*Given instruction:* List each line in the entries below that contains the string "handle", copying every such line in full.

*Stored rows:*
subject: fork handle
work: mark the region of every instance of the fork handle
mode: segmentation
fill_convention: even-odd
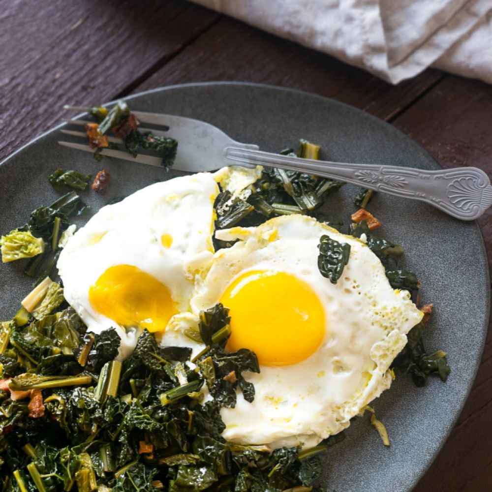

...

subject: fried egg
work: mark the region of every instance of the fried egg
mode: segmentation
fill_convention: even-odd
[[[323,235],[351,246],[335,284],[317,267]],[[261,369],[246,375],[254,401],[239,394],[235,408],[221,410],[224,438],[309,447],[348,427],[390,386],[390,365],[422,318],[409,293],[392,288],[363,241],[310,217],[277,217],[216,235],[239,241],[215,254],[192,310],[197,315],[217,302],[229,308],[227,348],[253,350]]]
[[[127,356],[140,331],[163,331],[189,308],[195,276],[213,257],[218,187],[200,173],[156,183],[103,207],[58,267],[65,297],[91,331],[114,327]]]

*Exercise response:*
subject: fork handle
work: mark the region of every instance of the fork handle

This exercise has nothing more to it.